- [Exercise details]
From the line containing "Every instance of the beige" down to the last line of the records below, restate each line word for word and leave out the rest.

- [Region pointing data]

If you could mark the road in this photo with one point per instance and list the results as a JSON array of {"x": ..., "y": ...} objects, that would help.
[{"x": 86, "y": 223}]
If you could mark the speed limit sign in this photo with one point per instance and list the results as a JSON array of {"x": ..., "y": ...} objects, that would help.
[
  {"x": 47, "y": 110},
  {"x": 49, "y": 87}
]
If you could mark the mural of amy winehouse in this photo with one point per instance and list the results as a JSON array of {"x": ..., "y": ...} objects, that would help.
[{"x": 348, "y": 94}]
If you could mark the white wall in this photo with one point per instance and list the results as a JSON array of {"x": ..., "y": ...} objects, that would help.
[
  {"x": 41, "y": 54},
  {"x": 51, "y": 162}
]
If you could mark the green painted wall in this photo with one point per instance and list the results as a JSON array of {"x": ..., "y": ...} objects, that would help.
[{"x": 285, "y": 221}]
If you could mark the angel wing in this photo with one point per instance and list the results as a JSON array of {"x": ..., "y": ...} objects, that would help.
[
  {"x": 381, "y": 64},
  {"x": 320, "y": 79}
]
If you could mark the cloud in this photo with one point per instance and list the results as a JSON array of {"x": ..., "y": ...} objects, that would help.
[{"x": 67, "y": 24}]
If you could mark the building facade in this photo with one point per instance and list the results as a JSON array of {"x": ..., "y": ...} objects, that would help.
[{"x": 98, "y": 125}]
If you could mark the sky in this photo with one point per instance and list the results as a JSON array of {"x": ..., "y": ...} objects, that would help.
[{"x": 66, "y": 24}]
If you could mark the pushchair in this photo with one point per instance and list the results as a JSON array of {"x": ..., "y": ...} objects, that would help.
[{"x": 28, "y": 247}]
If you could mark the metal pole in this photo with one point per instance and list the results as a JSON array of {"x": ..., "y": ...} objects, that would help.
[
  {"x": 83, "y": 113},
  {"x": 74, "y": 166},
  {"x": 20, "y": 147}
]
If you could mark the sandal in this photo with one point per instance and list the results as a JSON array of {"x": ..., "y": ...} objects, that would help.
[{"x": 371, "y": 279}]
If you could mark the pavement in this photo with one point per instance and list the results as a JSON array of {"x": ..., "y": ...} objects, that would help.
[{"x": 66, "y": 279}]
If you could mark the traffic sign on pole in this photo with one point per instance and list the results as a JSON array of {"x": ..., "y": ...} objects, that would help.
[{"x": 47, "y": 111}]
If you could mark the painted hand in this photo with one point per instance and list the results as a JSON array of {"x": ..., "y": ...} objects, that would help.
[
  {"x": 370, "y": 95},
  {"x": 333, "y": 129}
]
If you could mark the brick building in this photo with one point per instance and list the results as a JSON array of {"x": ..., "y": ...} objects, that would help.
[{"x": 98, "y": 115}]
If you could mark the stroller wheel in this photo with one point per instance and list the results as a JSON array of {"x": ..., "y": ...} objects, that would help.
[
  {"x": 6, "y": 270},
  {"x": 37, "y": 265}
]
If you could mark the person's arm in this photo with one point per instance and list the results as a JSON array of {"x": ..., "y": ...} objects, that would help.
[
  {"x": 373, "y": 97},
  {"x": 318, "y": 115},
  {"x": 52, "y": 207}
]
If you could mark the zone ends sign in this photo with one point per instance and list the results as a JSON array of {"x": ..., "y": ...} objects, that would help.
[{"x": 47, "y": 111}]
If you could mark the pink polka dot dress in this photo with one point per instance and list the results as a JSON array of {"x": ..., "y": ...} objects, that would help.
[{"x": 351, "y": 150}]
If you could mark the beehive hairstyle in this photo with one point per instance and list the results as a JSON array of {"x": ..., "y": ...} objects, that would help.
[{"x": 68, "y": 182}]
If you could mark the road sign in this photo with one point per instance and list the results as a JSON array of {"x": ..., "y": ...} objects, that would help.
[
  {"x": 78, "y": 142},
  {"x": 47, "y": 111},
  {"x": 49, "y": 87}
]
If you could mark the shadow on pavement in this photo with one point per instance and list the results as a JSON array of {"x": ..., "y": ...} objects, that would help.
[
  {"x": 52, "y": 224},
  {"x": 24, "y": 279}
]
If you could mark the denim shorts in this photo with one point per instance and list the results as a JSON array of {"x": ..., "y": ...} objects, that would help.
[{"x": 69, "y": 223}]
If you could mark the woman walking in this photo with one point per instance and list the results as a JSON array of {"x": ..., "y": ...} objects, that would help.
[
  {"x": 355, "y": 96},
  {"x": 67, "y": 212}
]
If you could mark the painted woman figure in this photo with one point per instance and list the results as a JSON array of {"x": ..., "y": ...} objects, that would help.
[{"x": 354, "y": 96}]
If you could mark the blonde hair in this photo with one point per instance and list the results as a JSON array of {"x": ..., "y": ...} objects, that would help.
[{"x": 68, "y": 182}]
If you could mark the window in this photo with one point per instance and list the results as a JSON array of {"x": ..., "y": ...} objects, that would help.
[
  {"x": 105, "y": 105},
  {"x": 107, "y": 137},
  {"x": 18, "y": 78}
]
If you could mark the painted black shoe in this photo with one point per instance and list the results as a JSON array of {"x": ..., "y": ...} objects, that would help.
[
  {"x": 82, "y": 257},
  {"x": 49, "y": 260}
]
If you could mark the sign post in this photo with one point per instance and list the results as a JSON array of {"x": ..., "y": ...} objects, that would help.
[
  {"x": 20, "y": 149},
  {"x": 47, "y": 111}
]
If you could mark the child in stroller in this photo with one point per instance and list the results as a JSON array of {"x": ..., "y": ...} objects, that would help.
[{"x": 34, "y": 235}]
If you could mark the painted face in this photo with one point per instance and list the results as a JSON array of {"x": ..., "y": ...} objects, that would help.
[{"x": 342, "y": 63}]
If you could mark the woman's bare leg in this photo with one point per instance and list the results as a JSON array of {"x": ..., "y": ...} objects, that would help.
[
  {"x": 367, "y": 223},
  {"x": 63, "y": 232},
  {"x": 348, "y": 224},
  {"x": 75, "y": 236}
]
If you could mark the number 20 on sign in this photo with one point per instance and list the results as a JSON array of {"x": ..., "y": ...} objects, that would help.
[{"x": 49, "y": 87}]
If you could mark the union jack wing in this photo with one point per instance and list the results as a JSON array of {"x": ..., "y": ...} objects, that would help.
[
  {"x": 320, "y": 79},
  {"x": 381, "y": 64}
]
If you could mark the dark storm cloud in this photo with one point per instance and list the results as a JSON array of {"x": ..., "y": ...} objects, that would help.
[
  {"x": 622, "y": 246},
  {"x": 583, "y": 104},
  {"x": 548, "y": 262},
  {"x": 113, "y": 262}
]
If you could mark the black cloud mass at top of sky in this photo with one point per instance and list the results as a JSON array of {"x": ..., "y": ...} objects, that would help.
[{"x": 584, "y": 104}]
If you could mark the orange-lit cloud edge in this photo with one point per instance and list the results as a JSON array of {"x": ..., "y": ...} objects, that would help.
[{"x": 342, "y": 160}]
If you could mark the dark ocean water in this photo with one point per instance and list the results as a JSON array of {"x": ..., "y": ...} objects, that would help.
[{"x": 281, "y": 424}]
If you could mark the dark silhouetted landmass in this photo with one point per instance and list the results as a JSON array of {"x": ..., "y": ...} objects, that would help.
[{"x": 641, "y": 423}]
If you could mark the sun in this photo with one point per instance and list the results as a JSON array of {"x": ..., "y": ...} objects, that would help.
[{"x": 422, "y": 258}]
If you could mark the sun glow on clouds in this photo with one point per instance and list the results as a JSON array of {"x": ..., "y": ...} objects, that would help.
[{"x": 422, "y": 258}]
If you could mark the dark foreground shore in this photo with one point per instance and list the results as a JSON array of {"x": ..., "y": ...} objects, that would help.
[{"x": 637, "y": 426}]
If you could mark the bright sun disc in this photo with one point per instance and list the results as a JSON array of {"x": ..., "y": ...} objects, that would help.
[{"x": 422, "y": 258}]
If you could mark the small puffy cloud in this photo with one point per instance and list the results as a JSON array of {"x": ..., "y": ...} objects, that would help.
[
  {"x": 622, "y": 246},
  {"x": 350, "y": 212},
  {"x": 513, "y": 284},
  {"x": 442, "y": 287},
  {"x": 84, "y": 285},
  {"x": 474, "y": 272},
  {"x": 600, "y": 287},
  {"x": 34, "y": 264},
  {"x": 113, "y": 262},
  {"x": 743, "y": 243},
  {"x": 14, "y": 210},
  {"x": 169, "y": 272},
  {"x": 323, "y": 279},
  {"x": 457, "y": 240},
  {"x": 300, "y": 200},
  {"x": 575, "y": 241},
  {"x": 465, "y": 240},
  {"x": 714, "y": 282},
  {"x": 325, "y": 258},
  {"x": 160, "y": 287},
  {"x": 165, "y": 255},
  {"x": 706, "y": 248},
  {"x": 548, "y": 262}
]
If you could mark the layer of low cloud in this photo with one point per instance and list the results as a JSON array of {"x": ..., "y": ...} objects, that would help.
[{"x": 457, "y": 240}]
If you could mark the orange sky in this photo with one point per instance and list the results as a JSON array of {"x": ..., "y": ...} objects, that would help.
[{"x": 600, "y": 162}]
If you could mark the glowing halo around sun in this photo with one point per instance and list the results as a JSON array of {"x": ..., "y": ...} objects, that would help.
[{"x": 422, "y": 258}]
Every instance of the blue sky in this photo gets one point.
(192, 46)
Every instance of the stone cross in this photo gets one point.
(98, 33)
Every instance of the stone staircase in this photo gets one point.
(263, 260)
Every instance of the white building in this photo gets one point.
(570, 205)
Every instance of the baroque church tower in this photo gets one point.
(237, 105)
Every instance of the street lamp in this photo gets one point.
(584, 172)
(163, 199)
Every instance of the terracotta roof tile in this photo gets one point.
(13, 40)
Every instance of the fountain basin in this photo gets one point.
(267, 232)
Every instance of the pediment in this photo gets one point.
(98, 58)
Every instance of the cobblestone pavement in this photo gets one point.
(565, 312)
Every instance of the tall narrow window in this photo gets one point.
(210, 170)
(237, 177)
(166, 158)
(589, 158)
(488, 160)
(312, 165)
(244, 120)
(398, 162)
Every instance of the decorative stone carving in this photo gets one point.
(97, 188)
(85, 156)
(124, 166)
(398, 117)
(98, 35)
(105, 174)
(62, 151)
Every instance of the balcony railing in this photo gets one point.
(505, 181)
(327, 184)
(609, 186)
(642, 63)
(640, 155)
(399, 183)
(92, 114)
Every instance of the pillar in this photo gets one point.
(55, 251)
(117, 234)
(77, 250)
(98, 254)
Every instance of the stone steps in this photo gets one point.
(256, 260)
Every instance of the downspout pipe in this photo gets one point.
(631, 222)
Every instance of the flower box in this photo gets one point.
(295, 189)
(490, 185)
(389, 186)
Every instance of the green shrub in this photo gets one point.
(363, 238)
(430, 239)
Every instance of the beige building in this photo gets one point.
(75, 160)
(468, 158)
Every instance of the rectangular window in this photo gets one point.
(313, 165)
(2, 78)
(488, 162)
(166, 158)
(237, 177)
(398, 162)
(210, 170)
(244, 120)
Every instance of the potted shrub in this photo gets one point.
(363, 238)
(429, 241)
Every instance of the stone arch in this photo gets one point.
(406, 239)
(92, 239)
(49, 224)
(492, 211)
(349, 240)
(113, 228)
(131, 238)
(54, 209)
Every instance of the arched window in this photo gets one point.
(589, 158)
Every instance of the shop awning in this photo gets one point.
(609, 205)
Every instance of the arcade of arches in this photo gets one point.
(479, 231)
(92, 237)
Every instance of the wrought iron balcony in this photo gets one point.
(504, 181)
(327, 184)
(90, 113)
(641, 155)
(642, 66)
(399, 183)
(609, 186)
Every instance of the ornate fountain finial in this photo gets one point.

- [Answer space]
Every instance of the beige building in this photo gets one point.
(75, 160)
(468, 158)
Every instance of the rectangular window in this photo gets one point.
(313, 165)
(2, 78)
(488, 162)
(166, 158)
(237, 177)
(398, 162)
(210, 170)
(244, 120)
Every instance of the potted shrub in this photo gets one point.
(363, 238)
(429, 241)
Every instance of the stone arch in this photo gets one point.
(406, 239)
(92, 239)
(49, 224)
(492, 211)
(349, 240)
(113, 228)
(131, 238)
(54, 209)
Every instance of the arched window in this photo gets one point.
(589, 158)
Every instance of the shop awning in this photo gets one point.
(609, 205)
Every instance of the arcade of arches in this photo gets one point.
(479, 231)
(92, 237)
Every instance of the wrought iron balcony in this photo gets one point.
(504, 181)
(327, 184)
(90, 113)
(641, 155)
(642, 66)
(399, 183)
(609, 186)
Every instance of the ornate fountain finial in this photo gets one point.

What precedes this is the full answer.